§ Your instructions
Would you return the lines from the one that contains "Locate every instance of the mirror" to the last line of the entries below, exactly and with nothing added?
Record excerpts Start Marker
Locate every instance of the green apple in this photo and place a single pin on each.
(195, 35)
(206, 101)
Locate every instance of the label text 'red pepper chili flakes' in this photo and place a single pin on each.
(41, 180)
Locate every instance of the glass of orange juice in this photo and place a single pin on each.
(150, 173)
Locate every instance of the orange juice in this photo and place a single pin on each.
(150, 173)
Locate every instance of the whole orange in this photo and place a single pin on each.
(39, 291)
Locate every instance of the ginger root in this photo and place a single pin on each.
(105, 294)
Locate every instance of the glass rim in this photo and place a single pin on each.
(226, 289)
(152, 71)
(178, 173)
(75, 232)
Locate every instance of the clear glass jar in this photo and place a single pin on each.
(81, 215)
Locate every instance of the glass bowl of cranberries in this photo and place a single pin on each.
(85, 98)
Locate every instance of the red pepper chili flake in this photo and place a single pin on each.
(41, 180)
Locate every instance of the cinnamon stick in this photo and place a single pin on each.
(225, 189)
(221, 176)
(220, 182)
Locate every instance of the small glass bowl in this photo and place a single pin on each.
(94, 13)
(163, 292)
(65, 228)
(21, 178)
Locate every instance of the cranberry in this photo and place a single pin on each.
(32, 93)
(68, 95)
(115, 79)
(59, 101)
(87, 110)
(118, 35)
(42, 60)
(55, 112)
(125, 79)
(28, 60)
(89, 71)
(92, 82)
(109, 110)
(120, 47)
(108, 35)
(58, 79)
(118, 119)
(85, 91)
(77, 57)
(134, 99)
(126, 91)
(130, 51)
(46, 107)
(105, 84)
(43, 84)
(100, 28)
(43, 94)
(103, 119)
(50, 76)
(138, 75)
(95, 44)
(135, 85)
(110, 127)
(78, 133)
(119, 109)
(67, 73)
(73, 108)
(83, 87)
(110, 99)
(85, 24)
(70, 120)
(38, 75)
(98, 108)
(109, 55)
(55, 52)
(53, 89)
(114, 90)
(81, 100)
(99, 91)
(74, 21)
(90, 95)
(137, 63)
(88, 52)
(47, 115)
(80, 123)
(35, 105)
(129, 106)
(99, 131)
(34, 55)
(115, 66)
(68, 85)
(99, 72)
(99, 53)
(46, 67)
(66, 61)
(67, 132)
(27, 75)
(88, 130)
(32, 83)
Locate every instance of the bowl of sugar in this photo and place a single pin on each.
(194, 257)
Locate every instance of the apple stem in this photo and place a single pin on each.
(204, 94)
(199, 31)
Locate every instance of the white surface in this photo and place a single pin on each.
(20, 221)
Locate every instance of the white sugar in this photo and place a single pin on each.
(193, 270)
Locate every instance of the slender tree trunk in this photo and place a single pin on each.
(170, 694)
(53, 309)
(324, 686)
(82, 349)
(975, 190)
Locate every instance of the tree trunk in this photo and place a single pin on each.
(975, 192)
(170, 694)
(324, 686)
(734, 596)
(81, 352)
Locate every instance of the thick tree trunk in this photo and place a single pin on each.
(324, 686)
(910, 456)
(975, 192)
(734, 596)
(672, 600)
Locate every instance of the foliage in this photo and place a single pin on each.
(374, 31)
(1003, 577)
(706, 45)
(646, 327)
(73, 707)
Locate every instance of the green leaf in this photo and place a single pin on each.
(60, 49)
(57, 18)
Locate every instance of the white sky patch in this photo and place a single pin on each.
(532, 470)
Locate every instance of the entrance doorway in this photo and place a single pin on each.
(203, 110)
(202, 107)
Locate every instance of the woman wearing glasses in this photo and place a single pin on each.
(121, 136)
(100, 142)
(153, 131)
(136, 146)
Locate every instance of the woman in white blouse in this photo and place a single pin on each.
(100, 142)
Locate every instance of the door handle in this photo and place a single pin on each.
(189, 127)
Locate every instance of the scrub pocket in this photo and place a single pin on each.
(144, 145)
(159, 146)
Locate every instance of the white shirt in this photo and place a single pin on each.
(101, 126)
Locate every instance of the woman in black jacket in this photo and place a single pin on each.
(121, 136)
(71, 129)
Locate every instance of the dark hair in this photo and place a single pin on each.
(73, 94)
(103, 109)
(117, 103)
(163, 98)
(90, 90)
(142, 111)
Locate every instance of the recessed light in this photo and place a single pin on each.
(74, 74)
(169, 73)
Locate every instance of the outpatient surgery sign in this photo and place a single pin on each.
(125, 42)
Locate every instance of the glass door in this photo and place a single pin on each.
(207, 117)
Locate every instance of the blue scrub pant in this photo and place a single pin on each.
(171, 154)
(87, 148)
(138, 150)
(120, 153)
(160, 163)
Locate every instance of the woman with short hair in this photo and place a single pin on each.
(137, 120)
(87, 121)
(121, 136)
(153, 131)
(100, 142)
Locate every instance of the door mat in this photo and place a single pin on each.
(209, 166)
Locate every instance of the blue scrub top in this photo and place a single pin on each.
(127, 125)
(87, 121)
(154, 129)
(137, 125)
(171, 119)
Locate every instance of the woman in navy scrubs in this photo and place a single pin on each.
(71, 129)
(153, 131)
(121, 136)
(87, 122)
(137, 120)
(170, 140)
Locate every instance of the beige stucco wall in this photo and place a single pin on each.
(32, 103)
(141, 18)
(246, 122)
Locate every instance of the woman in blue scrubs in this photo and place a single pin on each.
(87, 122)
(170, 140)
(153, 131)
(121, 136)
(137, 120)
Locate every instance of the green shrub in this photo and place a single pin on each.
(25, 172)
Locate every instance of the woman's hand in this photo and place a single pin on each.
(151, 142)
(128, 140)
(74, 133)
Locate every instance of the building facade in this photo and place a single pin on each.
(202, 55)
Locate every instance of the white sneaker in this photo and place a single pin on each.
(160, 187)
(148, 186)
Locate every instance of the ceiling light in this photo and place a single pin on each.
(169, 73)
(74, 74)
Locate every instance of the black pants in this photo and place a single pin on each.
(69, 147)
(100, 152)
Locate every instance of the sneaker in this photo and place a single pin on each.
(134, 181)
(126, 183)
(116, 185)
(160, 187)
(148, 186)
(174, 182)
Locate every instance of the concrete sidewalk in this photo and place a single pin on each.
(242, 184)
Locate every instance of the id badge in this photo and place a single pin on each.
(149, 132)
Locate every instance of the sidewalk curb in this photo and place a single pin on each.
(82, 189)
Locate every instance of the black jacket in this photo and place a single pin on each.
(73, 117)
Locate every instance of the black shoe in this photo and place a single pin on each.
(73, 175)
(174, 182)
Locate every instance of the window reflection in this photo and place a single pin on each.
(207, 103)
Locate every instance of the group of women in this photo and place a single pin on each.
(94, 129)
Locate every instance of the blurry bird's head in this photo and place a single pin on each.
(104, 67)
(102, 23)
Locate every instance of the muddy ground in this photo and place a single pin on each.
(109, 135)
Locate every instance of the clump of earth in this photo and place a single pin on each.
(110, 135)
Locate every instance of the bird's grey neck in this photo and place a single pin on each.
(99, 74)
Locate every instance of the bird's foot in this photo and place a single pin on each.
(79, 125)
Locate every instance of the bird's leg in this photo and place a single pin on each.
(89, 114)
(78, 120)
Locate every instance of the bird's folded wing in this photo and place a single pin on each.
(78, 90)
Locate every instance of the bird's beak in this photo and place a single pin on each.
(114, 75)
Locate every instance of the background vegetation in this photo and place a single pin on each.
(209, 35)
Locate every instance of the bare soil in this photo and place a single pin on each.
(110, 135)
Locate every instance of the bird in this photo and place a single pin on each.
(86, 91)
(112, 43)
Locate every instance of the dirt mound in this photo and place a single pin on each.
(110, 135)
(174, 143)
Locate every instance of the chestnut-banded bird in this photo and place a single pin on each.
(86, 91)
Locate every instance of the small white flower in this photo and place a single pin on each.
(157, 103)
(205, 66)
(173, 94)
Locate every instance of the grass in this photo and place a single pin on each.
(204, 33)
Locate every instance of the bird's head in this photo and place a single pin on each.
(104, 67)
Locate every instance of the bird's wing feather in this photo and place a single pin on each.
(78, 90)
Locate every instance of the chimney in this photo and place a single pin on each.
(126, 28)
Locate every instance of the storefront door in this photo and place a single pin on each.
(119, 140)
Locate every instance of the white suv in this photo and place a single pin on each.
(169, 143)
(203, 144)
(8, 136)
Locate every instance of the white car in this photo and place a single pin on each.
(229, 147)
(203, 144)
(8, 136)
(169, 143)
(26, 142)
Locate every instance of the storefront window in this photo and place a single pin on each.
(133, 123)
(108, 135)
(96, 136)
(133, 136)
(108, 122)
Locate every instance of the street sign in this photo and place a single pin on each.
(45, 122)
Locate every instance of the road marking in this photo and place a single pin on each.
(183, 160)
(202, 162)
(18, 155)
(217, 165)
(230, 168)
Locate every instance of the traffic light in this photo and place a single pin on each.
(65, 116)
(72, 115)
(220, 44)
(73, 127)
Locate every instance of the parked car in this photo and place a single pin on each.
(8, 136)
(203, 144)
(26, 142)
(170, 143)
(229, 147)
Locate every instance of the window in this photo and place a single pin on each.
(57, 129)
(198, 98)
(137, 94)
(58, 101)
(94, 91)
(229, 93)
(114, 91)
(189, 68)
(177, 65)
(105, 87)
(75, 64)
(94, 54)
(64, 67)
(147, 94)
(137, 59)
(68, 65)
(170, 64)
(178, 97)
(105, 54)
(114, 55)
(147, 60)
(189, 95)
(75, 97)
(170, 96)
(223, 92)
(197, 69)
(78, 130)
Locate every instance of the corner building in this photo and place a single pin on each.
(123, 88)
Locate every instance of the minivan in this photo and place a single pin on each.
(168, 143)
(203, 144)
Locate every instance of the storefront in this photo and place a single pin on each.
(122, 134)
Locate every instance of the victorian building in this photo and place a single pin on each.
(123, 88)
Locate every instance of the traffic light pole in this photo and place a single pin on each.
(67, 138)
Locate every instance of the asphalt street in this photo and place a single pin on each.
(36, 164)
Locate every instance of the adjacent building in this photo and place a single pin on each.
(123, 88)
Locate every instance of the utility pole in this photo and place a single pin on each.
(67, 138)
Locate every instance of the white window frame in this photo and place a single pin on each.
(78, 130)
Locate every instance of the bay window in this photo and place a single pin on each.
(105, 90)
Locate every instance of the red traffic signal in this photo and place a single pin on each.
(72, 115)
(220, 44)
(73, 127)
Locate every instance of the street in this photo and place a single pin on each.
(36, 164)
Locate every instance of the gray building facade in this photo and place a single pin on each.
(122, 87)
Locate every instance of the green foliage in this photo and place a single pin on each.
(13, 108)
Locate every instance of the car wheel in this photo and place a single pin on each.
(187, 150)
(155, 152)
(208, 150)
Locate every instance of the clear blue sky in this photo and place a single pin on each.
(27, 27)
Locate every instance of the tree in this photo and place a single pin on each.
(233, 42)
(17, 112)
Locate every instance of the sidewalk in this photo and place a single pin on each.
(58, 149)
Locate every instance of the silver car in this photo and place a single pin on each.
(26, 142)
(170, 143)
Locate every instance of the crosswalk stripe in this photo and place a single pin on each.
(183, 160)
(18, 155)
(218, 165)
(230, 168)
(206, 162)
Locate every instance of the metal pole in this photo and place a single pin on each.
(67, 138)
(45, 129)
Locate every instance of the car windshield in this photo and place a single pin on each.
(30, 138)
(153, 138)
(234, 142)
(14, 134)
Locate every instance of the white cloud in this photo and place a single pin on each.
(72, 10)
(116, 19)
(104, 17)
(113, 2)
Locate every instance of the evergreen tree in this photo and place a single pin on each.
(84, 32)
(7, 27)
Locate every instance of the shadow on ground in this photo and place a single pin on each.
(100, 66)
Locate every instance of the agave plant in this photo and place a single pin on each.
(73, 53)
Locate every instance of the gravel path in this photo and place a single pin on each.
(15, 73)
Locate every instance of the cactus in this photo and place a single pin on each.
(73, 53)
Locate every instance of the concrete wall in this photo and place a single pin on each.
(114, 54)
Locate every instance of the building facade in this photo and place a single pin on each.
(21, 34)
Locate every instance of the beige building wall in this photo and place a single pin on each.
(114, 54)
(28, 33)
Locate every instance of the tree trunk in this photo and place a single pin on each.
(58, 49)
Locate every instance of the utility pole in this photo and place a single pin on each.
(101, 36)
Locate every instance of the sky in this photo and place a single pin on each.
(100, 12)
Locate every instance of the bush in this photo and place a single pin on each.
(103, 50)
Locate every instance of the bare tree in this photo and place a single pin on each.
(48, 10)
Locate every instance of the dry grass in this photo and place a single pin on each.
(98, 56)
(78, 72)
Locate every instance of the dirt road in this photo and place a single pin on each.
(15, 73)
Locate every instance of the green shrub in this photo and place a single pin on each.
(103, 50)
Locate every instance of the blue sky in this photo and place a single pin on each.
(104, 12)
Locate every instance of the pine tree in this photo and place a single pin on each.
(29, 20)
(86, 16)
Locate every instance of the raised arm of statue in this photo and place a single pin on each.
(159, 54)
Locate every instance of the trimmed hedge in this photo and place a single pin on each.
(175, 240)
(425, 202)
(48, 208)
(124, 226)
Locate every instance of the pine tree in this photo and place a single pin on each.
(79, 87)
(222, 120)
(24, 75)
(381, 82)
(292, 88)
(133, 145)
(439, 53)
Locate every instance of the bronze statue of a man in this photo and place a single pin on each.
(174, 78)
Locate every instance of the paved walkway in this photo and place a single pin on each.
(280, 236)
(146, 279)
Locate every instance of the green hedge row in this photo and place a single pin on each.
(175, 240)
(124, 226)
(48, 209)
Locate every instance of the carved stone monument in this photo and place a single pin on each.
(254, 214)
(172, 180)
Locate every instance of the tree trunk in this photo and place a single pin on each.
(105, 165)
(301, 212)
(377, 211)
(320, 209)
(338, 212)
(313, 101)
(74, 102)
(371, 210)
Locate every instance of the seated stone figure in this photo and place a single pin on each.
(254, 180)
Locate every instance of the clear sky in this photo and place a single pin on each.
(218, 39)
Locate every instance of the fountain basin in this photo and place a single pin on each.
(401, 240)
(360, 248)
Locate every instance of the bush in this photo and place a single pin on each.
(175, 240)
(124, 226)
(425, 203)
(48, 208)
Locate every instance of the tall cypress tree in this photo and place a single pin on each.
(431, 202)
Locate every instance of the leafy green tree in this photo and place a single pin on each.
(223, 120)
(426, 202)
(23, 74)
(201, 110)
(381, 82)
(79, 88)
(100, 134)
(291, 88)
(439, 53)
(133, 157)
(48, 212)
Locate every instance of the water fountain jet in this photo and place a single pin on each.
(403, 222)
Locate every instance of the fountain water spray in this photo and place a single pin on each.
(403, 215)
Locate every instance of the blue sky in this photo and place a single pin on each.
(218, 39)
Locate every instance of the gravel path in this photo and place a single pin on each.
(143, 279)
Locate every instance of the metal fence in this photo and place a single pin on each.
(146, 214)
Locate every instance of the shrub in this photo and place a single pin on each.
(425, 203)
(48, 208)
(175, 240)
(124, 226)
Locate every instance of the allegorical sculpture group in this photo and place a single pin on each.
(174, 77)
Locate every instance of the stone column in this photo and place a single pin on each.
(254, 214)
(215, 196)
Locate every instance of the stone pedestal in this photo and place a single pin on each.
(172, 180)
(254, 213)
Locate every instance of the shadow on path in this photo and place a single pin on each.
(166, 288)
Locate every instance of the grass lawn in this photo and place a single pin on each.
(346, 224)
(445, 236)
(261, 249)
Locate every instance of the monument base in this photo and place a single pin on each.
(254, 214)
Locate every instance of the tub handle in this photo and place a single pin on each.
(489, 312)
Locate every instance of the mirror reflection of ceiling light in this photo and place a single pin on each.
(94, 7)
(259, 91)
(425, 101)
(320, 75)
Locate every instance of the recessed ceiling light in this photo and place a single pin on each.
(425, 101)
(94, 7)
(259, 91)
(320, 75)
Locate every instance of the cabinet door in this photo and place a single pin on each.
Record excerpts End Marker
§ Answer box
Locate every instance of the mirror reflection of ceiling light in this photo and place a single pin on each.
(94, 7)
(259, 91)
(425, 101)
(320, 75)
Locate every instance of the recessed ceiling light in this photo and place a single pin on each.
(425, 101)
(94, 7)
(259, 91)
(320, 75)
Locate every instance of the cabinet door in this photo and place a single pin on each.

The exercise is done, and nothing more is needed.